— Required work —
Could you repeat every record below exactly as written?

[Referring expression data]
BEGIN
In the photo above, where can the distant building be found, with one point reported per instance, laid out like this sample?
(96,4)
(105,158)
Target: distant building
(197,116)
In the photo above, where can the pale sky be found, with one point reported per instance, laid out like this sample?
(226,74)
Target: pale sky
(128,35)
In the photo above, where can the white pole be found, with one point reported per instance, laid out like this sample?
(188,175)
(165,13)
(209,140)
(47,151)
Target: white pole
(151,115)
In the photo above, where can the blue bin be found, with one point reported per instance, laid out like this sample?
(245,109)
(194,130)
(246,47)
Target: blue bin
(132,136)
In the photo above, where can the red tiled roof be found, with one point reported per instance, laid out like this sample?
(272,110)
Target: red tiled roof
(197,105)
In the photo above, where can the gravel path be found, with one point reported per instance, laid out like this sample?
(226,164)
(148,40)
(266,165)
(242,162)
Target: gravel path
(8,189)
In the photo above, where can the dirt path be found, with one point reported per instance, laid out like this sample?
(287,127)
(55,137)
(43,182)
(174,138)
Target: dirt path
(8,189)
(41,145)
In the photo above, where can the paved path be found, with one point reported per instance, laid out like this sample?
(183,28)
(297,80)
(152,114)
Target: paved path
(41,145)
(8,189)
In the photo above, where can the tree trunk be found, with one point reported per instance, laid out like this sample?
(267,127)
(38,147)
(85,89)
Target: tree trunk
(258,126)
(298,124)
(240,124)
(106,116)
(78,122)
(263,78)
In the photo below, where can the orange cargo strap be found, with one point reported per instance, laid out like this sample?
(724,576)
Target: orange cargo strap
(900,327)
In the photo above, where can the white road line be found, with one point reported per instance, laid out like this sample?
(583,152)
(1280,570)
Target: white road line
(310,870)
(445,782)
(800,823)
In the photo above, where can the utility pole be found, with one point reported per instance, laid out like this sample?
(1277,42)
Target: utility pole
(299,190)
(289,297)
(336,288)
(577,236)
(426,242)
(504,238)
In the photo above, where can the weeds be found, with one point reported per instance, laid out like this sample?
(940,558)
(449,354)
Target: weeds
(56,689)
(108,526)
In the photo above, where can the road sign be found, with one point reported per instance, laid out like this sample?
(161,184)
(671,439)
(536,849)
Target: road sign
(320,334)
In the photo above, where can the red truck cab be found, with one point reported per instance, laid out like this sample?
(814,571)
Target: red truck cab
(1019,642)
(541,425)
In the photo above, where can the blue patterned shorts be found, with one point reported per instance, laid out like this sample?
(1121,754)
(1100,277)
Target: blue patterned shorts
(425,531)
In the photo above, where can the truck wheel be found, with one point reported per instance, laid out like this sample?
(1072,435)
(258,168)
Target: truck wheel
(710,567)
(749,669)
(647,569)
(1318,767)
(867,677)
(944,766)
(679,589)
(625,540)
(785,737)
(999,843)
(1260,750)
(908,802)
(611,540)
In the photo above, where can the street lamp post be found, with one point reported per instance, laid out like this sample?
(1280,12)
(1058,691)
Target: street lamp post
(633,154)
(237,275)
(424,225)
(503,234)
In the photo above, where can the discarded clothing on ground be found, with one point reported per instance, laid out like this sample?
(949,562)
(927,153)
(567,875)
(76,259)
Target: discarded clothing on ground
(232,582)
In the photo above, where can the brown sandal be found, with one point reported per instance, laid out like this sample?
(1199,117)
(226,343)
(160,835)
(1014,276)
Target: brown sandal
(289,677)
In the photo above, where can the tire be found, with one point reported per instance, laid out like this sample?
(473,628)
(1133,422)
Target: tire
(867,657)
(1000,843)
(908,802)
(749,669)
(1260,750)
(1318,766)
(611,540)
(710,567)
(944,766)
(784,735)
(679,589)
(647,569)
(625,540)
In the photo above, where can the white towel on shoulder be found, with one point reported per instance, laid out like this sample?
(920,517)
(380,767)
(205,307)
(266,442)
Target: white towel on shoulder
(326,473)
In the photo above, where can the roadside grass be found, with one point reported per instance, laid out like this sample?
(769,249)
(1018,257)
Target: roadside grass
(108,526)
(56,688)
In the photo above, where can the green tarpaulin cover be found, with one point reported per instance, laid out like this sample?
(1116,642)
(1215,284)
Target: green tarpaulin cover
END
— Written solution —
In the photo above, where can the distant building be found, with one point reported per instance, laid out like this sample?
(96,4)
(105,158)
Target: distant building
(197,116)
In the photo above, where can the pale sky be found, with one point reported per instance, laid out like this sample?
(226,74)
Target: pale sky
(128,35)
In the photo above, where can the white pole be found, with one point reported per instance, laid out like this sample?
(188,175)
(165,13)
(209,140)
(47,151)
Target: white pole
(151,115)
In the photo above, where can the blue bin be found, with one point reported per instance, laid out like this sample?
(245,109)
(194,130)
(246,47)
Target: blue bin
(132,136)
In the photo above, where can the red tiled roof be found, with one point reported per instance, laid out like this sample?
(272,110)
Target: red tiled roof
(197,105)
In the photo above, where can the gravel path be found, with one point reported per instance, laid out like this sample?
(226,164)
(148,40)
(266,165)
(242,162)
Target: gravel path
(8,189)
In the photo above, where can the dirt path be found, with one point reported per instance, laid out like this sample?
(287,127)
(55,137)
(43,182)
(174,138)
Target: dirt path
(8,189)
(41,145)
In the photo above, where can the paved path be found, with one point reported per instance, laid out like this sample?
(183,28)
(297,80)
(152,114)
Target: paved path
(41,145)
(8,189)
In the photo above, where can the tree trunk be found, with one point reported per instance, laid out like this sample?
(267,127)
(38,147)
(85,89)
Target: tree trunk
(258,126)
(298,124)
(240,124)
(106,116)
(78,122)
(263,78)
In the photo below, where can the orange cargo strap be found, with one point reported per instance, laid out like this sample?
(724,576)
Target: orange cargo strap
(900,327)
In the photo above, where can the white road line be found, with one point reported per instance, laid out like this sample?
(583,152)
(1280,570)
Target: white road line
(310,870)
(445,782)
(800,823)
In the photo above, where can the utility pole be found, with one point reported per instance, laid out like this sample?
(1277,42)
Target: utility pole
(299,190)
(289,297)
(336,288)
(577,236)
(426,242)
(504,238)
In the photo above, where can the weeds be found, with one point reported per instance, laid out like this sample?
(940,558)
(449,354)
Target: weeds
(56,689)
(108,526)
In the photo above, where can the road sign be found, with one point reported per instance, laid out like this sample?
(161,184)
(671,439)
(536,849)
Target: road sign
(320,334)
In the photo above, where can the red truck cab be found, with one point reported per instance, laid out like this sample?
(814,571)
Target: red truck cab
(1019,642)
(541,425)
In the photo above, where can the blue patterned shorts be found, with one point reported per instance, laid out like this sample?
(1121,754)
(1100,277)
Target: blue patterned shorts
(425,531)
In the photo above, where can the truck wheel be found, with one point reported per instance, laid out like this sample?
(1072,435)
(258,168)
Target: truck wheel
(710,567)
(749,669)
(647,569)
(1318,767)
(867,677)
(944,766)
(679,589)
(625,540)
(785,737)
(999,843)
(1260,750)
(908,802)
(611,540)
In the photo above, where can the street lamp post be found, with one point reported per instance, laid out like this sample?
(1280,12)
(1058,691)
Target: street lamp post
(633,154)
(237,275)
(424,225)
(503,234)
In the photo above, where can the discarded clothing on ground be found, with one point reported per instance, laid out like this sample?
(949,562)
(927,153)
(567,875)
(76,259)
Target: discarded clothing on ground
(232,582)
In the photo above, where can the brown sandal be found, with one point reported per instance, laid out like this sample?
(1199,117)
(226,343)
(160,835)
(1014,276)
Target: brown sandal
(289,677)
In the photo above, where can the tire be found, with one point reported per instance, laid out like this sample?
(473,628)
(1133,422)
Target: tire
(867,657)
(1000,843)
(908,802)
(749,669)
(1260,750)
(1318,766)
(611,540)
(710,567)
(944,766)
(784,735)
(679,589)
(647,569)
(625,540)
In the photo above, where can the white towel on shoulder be found, with one point reported per instance, laid out like this sample?
(920,517)
(380,767)
(205,307)
(266,442)
Target: white towel on shoulder
(326,473)
In the photo above, where can the roadside grass be found, with one point reported per instance, laid out like this sample?
(769,249)
(1018,257)
Target: roadside grass
(108,526)
(56,688)
In the photo above, where can the green tarpaulin cover be found, with one point reported per instance, laid out like this sample?
(1116,642)
(1215,284)
Target: green tarpaulin cover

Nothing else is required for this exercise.